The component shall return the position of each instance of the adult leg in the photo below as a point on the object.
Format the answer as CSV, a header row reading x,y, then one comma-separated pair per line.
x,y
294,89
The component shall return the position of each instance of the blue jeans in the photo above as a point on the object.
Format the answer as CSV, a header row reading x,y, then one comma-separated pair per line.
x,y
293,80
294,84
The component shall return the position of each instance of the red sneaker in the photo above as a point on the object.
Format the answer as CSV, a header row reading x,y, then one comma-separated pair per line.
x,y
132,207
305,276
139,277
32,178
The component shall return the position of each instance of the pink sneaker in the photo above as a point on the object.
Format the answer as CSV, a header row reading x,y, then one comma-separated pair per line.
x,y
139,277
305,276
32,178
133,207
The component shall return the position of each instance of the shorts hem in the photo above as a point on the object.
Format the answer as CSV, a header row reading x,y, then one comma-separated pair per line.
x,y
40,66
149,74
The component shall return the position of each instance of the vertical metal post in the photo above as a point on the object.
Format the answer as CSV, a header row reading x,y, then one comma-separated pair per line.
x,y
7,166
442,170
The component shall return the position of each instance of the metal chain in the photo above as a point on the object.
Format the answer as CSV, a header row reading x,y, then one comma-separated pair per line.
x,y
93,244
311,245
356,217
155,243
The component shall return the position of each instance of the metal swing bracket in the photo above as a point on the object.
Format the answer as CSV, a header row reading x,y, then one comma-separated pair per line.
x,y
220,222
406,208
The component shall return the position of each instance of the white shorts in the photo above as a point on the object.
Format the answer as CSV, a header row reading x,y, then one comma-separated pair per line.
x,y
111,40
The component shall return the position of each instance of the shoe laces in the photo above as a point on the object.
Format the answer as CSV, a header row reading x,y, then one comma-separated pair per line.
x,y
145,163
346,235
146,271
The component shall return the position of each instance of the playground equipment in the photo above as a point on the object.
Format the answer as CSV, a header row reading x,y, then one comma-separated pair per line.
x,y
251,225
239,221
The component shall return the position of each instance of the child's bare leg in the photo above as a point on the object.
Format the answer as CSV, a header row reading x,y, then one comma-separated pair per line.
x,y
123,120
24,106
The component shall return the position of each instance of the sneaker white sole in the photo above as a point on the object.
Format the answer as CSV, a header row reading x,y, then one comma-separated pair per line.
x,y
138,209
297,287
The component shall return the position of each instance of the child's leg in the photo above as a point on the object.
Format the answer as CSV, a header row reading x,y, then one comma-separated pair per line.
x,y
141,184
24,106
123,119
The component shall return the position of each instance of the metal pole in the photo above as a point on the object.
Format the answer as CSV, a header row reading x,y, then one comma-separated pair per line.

....................

■ TASK TO CARRY OUT
Arrange every line of the listing above as a JSON list of strings, one string per line, leaving out any blank lines.

■ RIGHT ANSWER
[
  "The component shall return the position of each instance of the adult leg in the photo below as a point on the object.",
  "Format the answer as CSV, a header row reading x,y, then one comma-separated pair per line.",
  "x,y",
  "294,89",
  "The component shall return the position of each instance of the blue jeans in the photo above as a point on the object.",
  "Format the answer as CSV, a header row reading x,y, then one comma-separated pair per line.",
  "x,y",
  "293,80",
  "294,84",
  "The component shall return the position of each instance of the red sneaker in the photo above as a point on the object.",
  "Format the answer as CSV, a header row reading x,y, then one comma-separated pair per line.",
  "x,y",
  "132,207",
  "305,276",
  "139,277",
  "32,178",
  "The component shall return the position of each instance of the pink sneaker in the photo above as a point on the object.",
  "Format the answer as CSV, a header row reading x,y, then one comma-separated pair per line.",
  "x,y",
  "139,277",
  "305,276",
  "32,178",
  "133,207",
  "The component shall return the position of each instance of the shorts hem in the photo above as a point on the object.",
  "Format the answer as CSV, a header row reading x,y, then one comma-separated pair per line.",
  "x,y",
  "40,66",
  "149,74",
  "The component shall return the position of each instance of the vertical metal post in the photo above as a point on the object.",
  "Format the answer as CSV, a header row reading x,y, then one comma-separated pair per line.",
  "x,y",
  "7,166",
  "442,170",
  "The component shall return the position of each instance of the metal chain in the photo above as a point on the object.",
  "Format the answer as CSV, a header row reading x,y, then one comma-separated pair per line.",
  "x,y",
  "93,244",
  "311,245",
  "356,217",
  "155,243",
  "The component shall return the position of each instance of the metal swing bracket in the photo above as a point on the object.",
  "Format the answer as CSV, a header row reading x,y, then one comma-separated pair per line.",
  "x,y",
  "220,222",
  "406,208",
  "The component shall return the position of each instance of the white shorts in the photo above as a point on the object.",
  "Format the answer as CSV, a header row reading x,y, then one comma-separated pair per line.",
  "x,y",
  "111,40",
  "The component shall return the position of each instance of the shoe laces in the photo above as a point on the object.",
  "Format the answer as CSV, a header row reading x,y, then one comma-separated pair per line.",
  "x,y",
  "145,163",
  "346,235",
  "146,271",
  "The component shall return the position of each instance of the playground equipment in the photo above as a point on the object.",
  "Format the answer as CSV, a header row reading x,y, then one comma-separated pair per line.",
  "x,y",
  "251,225",
  "239,221",
  "The component shall return the position of each instance of the child's bare leg in the photo above as a point on the object.",
  "Format the answer as CSV, a header row reading x,y, then one comma-separated pair per line.",
  "x,y",
  "123,120",
  "24,106",
  "The component shall return the position of each instance of the sneaker white sole in the photo above as a point on the object.",
  "Format the answer as CSV, a header row reading x,y, then one comma-separated pair per line.",
  "x,y",
  "138,209",
  "297,287",
  "The component shall return the position of each instance of the child's leg in the photo above as a point on the object.",
  "Format the answer as CSV, a header row reading x,y, then one comma-separated pair per line.",
  "x,y",
  "141,184",
  "24,106",
  "123,119",
  "The component shall return the position of each instance of the metal pole in the photo above as a point on the object.",
  "Format the answer as CSV, a header row reading x,y, then one comma-separated pair per line."
]